=== Information supplied ===
▬▬▬▬▬▬▬▬▬▬
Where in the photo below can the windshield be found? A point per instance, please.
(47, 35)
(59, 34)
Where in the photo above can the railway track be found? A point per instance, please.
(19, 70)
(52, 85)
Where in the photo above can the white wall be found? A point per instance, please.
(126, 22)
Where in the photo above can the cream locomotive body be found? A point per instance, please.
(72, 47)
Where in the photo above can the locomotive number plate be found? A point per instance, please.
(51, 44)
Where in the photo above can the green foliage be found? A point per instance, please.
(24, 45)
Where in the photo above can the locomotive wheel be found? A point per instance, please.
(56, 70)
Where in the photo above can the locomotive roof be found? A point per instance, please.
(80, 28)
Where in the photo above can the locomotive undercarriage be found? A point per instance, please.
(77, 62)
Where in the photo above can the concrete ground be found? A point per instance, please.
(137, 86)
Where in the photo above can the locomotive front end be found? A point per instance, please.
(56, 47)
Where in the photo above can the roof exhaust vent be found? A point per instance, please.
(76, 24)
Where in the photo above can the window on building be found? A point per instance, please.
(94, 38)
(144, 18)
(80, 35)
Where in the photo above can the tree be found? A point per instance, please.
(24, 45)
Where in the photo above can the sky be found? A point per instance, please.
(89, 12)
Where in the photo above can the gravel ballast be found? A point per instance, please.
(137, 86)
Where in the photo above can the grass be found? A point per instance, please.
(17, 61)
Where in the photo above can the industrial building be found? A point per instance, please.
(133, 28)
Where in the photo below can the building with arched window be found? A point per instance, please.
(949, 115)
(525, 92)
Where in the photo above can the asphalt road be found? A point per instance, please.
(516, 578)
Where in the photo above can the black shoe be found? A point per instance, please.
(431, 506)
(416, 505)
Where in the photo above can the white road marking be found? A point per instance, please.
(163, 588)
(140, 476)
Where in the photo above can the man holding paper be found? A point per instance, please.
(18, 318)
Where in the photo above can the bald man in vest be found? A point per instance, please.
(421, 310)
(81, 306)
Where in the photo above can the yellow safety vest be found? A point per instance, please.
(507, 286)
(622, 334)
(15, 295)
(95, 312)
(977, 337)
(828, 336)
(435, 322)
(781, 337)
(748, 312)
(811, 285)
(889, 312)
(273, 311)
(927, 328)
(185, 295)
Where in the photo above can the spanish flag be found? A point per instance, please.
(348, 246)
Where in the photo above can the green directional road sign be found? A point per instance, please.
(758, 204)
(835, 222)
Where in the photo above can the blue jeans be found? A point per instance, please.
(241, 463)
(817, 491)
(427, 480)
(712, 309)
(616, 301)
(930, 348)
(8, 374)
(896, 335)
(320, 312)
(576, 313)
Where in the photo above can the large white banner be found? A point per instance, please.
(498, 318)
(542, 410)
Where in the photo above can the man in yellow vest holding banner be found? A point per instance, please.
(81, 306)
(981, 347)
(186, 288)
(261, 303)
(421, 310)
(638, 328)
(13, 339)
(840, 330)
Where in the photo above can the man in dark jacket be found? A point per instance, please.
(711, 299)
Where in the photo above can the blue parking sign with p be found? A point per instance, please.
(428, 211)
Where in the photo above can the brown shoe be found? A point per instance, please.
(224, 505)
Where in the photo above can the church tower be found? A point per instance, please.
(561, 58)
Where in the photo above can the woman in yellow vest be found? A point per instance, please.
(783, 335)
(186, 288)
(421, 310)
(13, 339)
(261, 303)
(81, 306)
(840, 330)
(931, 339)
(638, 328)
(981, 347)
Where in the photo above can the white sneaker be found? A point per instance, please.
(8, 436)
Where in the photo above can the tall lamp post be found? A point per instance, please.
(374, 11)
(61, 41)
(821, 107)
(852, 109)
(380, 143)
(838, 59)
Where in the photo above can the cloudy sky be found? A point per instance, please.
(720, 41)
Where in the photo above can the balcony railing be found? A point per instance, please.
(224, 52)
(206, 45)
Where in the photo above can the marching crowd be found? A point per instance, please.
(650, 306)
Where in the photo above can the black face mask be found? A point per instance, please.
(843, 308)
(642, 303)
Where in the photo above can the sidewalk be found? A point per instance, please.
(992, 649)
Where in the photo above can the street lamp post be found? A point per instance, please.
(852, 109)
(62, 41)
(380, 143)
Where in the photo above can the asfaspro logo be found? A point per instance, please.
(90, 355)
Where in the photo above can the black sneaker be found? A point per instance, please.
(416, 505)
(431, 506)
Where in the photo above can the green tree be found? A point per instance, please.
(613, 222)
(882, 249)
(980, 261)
▬▬▬▬▬▬▬▬▬▬
Put every line of the records above into a Markdown table with the columns Row and Line, numbering the rows in order and omitting any blank lines.

=== Reply ===
| Row | Line |
|---|---|
| 1 | Where in the photo below can the windshield be found? A point per instance, please. |
| 2 | (47, 35) |
| 3 | (59, 34) |
| 4 | Where in the photo above can the railway track be found? A point per instance, please. |
| 5 | (19, 70) |
| 6 | (52, 85) |
| 7 | Where in the photo above can the white wall be found? A point per instance, please. |
| 8 | (126, 22) |
| 9 | Where in the photo above can the cream locomotive body be found? A point per instance, please. |
| 10 | (72, 47) |
| 11 | Where in the photo above can the locomotive number plate be found? A point per instance, please. |
| 12 | (51, 44) |
| 13 | Where in the photo above can the green foliage be found? A point per instance, please. |
| 14 | (24, 45) |
| 15 | Where in the photo above can the locomotive wheel be found? A point per instance, please. |
| 16 | (56, 70) |
| 17 | Where in the photo above can the locomotive roof be found? A point per instance, please. |
| 18 | (80, 28) |
| 19 | Where in the photo above can the locomotive undercarriage be found? A point per instance, please. |
| 20 | (77, 62) |
| 21 | Where in the photo above can the concrete ground be found? A point per instance, please. |
| 22 | (137, 86) |
| 23 | Where in the photo above can the locomotive front end be found? A point per instance, please. |
| 24 | (56, 47) |
| 25 | Where in the photo above can the roof exhaust vent be found? A point per instance, please. |
| 26 | (76, 24) |
| 27 | Where in the photo above can the window on building be found? A point per instance, please. |
| 28 | (94, 38) |
| 29 | (144, 18) |
| 30 | (80, 35) |
| 31 | Where in the photo above can the tree be found? A point per instance, please. |
| 32 | (24, 45) |
| 33 | Where in the photo above can the sky be found? A point per instance, please. |
| 34 | (89, 12) |
| 35 | Where in the photo above can the gravel ballast be found? A point per instance, please. |
| 36 | (137, 86) |
| 37 | Where in the photo above can the grass be found? A point per instance, please. |
| 38 | (17, 61) |
| 39 | Where in the photo above can the industrial building be found? A point per instance, please. |
| 40 | (133, 28) |
| 41 | Where in the photo below can the building with arched window be found? A point per instance, please. |
| 42 | (949, 115) |
| 43 | (525, 92) |
| 44 | Where in the photo above can the asphalt road be found? A point per instance, please. |
| 45 | (516, 578) |
| 46 | Where in the photo above can the black shoe be found? A point per instance, please. |
| 47 | (431, 506) |
| 48 | (416, 505) |
| 49 | Where in the photo above can the white road marking be found? A point per instance, please. |
| 50 | (163, 588) |
| 51 | (140, 476) |
| 52 | Where in the photo above can the man holding paper be found? A point per instance, please. |
| 53 | (18, 318) |
| 54 | Where in the photo above can the bald man in vest be found? A point per instance, please. |
| 55 | (421, 310) |
| 56 | (81, 306) |
| 57 | Where in the photo above can the yellow safety vest be found? A point per instance, please. |
| 58 | (507, 286) |
| 59 | (622, 334) |
| 60 | (15, 295) |
| 61 | (95, 312) |
| 62 | (977, 337) |
| 63 | (828, 336) |
| 64 | (435, 322) |
| 65 | (781, 337) |
| 66 | (748, 312) |
| 67 | (811, 285) |
| 68 | (889, 312) |
| 69 | (273, 311) |
| 70 | (927, 328) |
| 71 | (185, 295) |
| 72 | Where in the photo above can the spanish flag be found? A point per instance, please. |
| 73 | (348, 246) |
| 74 | Where in the photo above can the green directional road sign be found? A point per instance, please. |
| 75 | (758, 204) |
| 76 | (835, 222) |
| 77 | Where in the photo above can the blue jeans be found? A point per instance, please. |
| 78 | (241, 463) |
| 79 | (817, 491) |
| 80 | (427, 480) |
| 81 | (712, 309) |
| 82 | (616, 301) |
| 83 | (930, 348) |
| 84 | (8, 374) |
| 85 | (896, 335) |
| 86 | (320, 312) |
| 87 | (576, 313) |
| 88 | Where in the photo above can the large white banner be found? A point per instance, please. |
| 89 | (498, 318) |
| 90 | (542, 410) |
| 91 | Where in the photo above can the man in yellow vest holding banner be found? A point per instance, please. |
| 92 | (81, 306) |
| 93 | (981, 347) |
| 94 | (186, 288) |
| 95 | (261, 303) |
| 96 | (421, 310) |
| 97 | (638, 328) |
| 98 | (13, 339) |
| 99 | (840, 330) |
| 100 | Where in the photo above can the man in dark jacket be found? A point per instance, please. |
| 101 | (711, 299) |
| 102 | Where in the photo above can the blue parking sign with p be found? A point per instance, please. |
| 103 | (428, 211) |
| 104 | Where in the photo above can the brown shoe be found? A point per instance, please. |
| 105 | (224, 505) |
| 106 | Where in the photo above can the church tower be found? A point per instance, please. |
| 107 | (561, 58) |
| 108 | Where in the photo above can the woman in yellow vest be found? A point per instance, please. |
| 109 | (783, 335) |
| 110 | (186, 288) |
| 111 | (421, 310) |
| 112 | (13, 339) |
| 113 | (261, 303) |
| 114 | (81, 306) |
| 115 | (840, 330) |
| 116 | (931, 339) |
| 117 | (638, 328) |
| 118 | (981, 347) |
| 119 | Where in the photo above can the white sneaker be found? A point per instance, please. |
| 120 | (8, 436) |
| 121 | Where in the photo above can the tall lamp post be found? A point per instance, please. |
| 122 | (374, 11) |
| 123 | (61, 41) |
| 124 | (821, 107) |
| 125 | (852, 109) |
| 126 | (380, 143) |
| 127 | (838, 59) |
| 128 | Where in the photo above can the cloudy sky be found? A point per instance, please. |
| 129 | (720, 41) |
| 130 | Where in the photo above can the balcony railing be found? A point per instance, please. |
| 131 | (224, 52) |
| 132 | (206, 45) |
| 133 | Where in the photo above can the marching crowd be found? A point per instance, please. |
| 134 | (650, 306) |
| 135 | Where in the photo above can the black face mask be found? A point per instance, please. |
| 136 | (843, 308) |
| 137 | (642, 303) |
| 138 | Where in the photo above can the sidewalk be found? A point per instance, please. |
| 139 | (992, 649) |
| 140 | Where in the photo above can the street lamp post be found? A point per instance, please. |
| 141 | (852, 109) |
| 142 | (62, 41) |
| 143 | (380, 143) |
| 144 | Where in the photo above can the asfaspro logo be found? A point per instance, please. |
| 145 | (90, 355) |
| 146 | Where in the photo above can the black sneaker be found? A point per instance, please. |
| 147 | (416, 505) |
| 148 | (431, 506) |
| 149 | Where in the photo above can the green tree be found? A point per instance, please. |
| 150 | (613, 222) |
| 151 | (882, 249) |
| 152 | (980, 261) |